*TASK DIRECTIONS*
Reproduce everything in the routing thread from "My question is, can" down to "in the wood...", swapping "newbie" for "beginner".

*SELECTED EXCERPT*
# Seeking routing advice



## router king (Jun 9, 2016)

Hi,

I'm the proud new owner of an old Makita 3612BR router and I would like to start my very first small project.
Here's the situation: I have an 8x6.5" piece of over 100 year old walnut board, about 1" thick. The corners seem to be 90 degrees but one of the 8" sides it about 1/16" thicker than the other. On top of it, the piece is slightly curved. When it lies on a flat surface, the center shows a 1/16" hollow.
My question is, can I get it level with my router so it's perfectly flat? The final thickness is not critical, I can go down to 3/4". It may sound trivial to you guys but as a router newbie I don't know where to start.
Ed


----------



## Stick486 (Jan 4, 2013)

Ed.. if I guess right you want to flatten this piece and make the thickness uniform all the while removing a cup in the wood...

if so, you want a ski or on of Gaffboat's (aka Oliver) adaptable nifty guides...
let us know and we can carry on...
I believe a wide planer/straight/mortising bit is in your future...

*ENTRIES PROVIDED*
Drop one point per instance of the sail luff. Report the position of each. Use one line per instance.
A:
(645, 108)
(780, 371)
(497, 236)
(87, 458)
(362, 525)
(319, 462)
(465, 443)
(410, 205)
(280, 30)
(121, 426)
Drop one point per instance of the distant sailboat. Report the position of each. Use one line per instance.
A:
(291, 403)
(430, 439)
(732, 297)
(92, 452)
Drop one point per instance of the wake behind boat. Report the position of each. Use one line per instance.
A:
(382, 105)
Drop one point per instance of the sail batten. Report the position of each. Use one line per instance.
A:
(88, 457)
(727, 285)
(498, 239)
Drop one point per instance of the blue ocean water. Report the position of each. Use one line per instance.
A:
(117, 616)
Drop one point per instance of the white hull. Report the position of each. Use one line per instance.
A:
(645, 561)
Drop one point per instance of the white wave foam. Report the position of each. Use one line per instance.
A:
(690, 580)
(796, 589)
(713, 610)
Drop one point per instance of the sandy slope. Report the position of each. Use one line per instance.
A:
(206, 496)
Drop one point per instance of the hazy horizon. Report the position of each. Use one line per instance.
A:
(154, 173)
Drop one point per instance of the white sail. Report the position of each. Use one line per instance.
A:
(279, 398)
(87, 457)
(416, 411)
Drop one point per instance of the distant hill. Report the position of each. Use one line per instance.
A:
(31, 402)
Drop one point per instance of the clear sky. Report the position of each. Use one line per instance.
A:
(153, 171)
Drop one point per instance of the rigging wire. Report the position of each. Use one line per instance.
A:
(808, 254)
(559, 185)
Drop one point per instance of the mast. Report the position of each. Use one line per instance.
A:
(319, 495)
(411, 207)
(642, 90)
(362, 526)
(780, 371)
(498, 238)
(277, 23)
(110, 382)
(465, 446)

*THE REPLY*
My question is, can I get it level with my router so it's perfectly flat? The final thickness is not critical, I can go down to 3/4". It may sound trivial to you guys but as a router beginner I don't know where to start.
Ed


----------



## Stick486 (Jan 4, 2013)

Ed.. if I guess right you want to flatten this piece and make the thickness uniform all the while removing a cup in the wood...